#### [CHALLENGE 1]
According to the Penguins Endpoint notebook, which program is it part of?
#### [CHALLENGE 2]
Reproduce, word for word, the stretch of the Penguins Endpoint notebook that opens with the words containing "This function waits" and closes with "and a deserializer.".

# Penguins Endpoint

This notebook contains routines and examples to interact with a SageMaker Endpoint.

This notebook is part of the [Machine Learning School](https://www.ml.school) program.

In [2]:
import sys
from pathlib import Path

CODE_FOLDER = Path("code")
sys.path.append(f"./{CODE_FOLDER}")

In [3]:
import boto3
import json
import numpy as np
import random
import sagemaker
import pandas as pd

from constants import *
from time import sleep
from datetime import datetime
from threading import Thread, Event
from pathlib import Path
from sagemaker import ModelPackage
from sagemaker.predictor import Predictor
from sagemaker.serializers import JSONSerializer
from sagemaker.deserializers import JSONDeserializer
from sagemaker.s3 import S3Uploader, S3Downloader


def get_predictor(endpoint_name, json_predictor=False):
    """
    This function waits for the endpoint to be ready to serve traffic and then returns 
    a Predictor using the appropriate serializer and a deserializer. 
    """
    
    waiter = sagemaker_client.get_waiter("endpoint_in_service")
    waiter.wait(
        EndpointName=endpoint_name,
        WaiterConfig={
            "Delay": 10,
            "MaxAttempts": 30
        }
    )
    
    return (
        Predictor(endpoint_name=endpoint_name, serializer=JSONSerializer(), deserializer=JSONDeserializer()) 
        if json_predictor 
        else Predictor(endpoint_name=endpoint_name)
    )

## Deploy Latest Model From Registry

We can deploy a model from the Model Registry using SageMaker's SDK or the [boto3 SageMaker Client API](https://boto3.amazonaws.com/v1/documentation/api/latest/reference/services/sagemaker.html).

Let's create a function that we can use to test whether the model is working properly.

In [4]:
def test_endpoint(predictor):
    """
    This is a simple function that sends a request to the endpoint and prints out
    the results.
    
    Notice the payload we need to provide the model is in CSV format. The model
    expects data that's already transformed. We can't provide the original data
    from our dataset because the model will not work with it.

#### [INFORMATION SUPPLIED]
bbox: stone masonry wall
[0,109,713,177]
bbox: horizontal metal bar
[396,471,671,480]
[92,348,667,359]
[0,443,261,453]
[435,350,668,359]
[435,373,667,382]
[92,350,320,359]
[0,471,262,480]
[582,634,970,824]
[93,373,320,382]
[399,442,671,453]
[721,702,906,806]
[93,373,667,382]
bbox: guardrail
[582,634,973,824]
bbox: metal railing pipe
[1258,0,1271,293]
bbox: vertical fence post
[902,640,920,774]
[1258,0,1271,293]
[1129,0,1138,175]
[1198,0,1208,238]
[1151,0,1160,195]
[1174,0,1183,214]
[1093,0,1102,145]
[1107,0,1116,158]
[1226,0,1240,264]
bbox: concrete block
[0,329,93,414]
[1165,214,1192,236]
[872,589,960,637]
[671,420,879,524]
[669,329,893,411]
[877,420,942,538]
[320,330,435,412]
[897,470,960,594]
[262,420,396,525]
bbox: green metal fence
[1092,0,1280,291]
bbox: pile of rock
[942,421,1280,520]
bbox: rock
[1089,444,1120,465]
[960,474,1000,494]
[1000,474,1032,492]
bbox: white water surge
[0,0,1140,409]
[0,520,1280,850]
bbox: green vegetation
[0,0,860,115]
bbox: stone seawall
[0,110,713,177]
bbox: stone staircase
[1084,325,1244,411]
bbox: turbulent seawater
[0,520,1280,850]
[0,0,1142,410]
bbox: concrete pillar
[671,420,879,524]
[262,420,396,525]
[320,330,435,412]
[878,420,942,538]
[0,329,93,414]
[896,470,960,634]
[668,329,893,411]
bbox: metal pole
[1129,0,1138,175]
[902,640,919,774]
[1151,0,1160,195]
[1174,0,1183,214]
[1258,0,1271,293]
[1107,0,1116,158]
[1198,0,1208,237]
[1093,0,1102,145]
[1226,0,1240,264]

#### [SOLUTION 1]
The Machine Learning School program.

#### [SOLUTION 2]
This function waits for the endpoint to be ready to serve traffic and then returns 
    a Predictor using the appropriate serializer and a deserializer.